» **Quoted text**:
┏━━
Until this comp I've always sent entries in glass bottles. Until the last round of comps they were always bottle conditioned entries.
Last years comps were entries in glass that were filled using a counter pressure filler. I had good success last year.
This year I used PET bottles and a carbonation cap because the beers were in secondary after my big Xmas brew up. I really wanted to enter them and that was the only way.

In the future it will be all glass and counter pressure filler.

Beers,
Doc


----------



## AndrewQLD (7/3/05)

Hi Doc,
Perhaps it was the carbonation cap that caused your problem, I always use PET for comp entries and have never had a problem with them losing gas, mind you I do prime them, not CPF and I am very carefull to seal very tightly. In fact I have a pils that was bottled last year, September, and the bottle is still rock hard, I opened my second last one 2 weeks ago and it was perfect  
Andrew


----------



## FNQ Bunyip (7/3/05)

:beerbang: Congrats to all the placed members at this comp and good luck next time to those who missed out.. :chug: 
:beer: fnqbunyip
:beer:


----------



## chiller (7/3/05)

Bathurst was such a great competition. The beers were good the people were fantastic and we all had a great time.

Peter and Julie Fitzsimons and Bronwyn and myself travelled over from Adealide again this year. We tested the water last year and had no qualms signing on to judge again this year. 

The organisation of the competition is excellent - as a judge everything and I mean everything is catered for. 

Pint of Lager and the scantily clad brew assistant provided the most sensational 10 star very isolated accommodation prior to the main competition. No connected utilities but solar power, wonderful drinking water and of course a seemily endless supply of amber nectar. A very good Santiam American Pale Ale. A Vienna that didn't last very long and other beers to prime the palate.

Oh and believe it or not a sensational satelite internet connection.

This year the comp was held at the Sundowner motor inn and hosts Peter and Karen did a great job.

On the return journey to the civilisation of South Australia we stopped off at the new Mildura breweery.

Very pretty. Much SS -- much dollars.

The beers were very well presented [ a sample tray of the tap beers] so the tasting began.
┗━━
» **Set tasks**:
#1 In the homebrew competition thread, where was this year's comp held?
#2 Carry on writing the homebrew competition thread, picking up right after its final sentence.

» **Data section**:
┏━━
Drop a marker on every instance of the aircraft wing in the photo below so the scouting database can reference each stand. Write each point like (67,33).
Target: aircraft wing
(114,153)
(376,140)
┗━━
» **In response**:
#1 At the Sundowner motor inn.

#2
The low alcohol job was really nice [the style sheet says SAAZ but my guess is Amarillo -- guess only though]

The next two beers were fairly mainstream beers with good balance and probably good market acceptance. 

Next was a honey wheat beer and this wasn't a good beer at all. The honey was over the top and the wheat character was missing.

The brewery had a promotion beer called Cod tail ale -- an American ale done with Cascade.

The aroma was wonderful, the initial flavour was very good and the finish was typically sour grapefruit Cascade. 

Suffice to say on our return from a delicious pizza or two we all had the low alcohol.

It is a great micro so if you go through Mildura drop in.

One of the benifits of the week away was the isolation but it is nice to get home and find little chores needing to be done ..................... such as cleaning out the boiler from a brew with the Drunk Arab before going to Bathurst. I did say I would clean the kettle, just wasn't specific as to when 

Steve.


----------



## Doc (7/3/05)

AndrewQLD said:


> Hi Doc,
> Perhaps it was the carbonation cap that caused your problem, I always use PET for comp entries and have never had a problem with them losing gas, mind you I do prime them, not CPF and I am very carefull to seal very tightly. In fact I have a pils that was bottled last year, September, and the bottle is still rock hard, I opened my second last one 2 weeks ago and it was perfect
> Andrew
> [post="48117"][/post]​



Hey Andrew.
I don't have any probs with the ones I carb up and drink here. It seems to be the ones that travel that I have more of a problem with, particular to Singapore and NZ. 

Anyho, bottles it will be in the future for me.

Beers,
Doc


----------



## Armstrong (7/3/05)

Hey Doc,

Did you have any success getting those ginger beer bottles I told you about?


----------



## Doc (7/3/05)

Armstrong said:


> Hey Doc,
> 
> Did you have any success getting those ginger beer bottles I told you about?
> [post="48131"][/post]​



Armstrong,

Will be looking out for them this week to give a trial run.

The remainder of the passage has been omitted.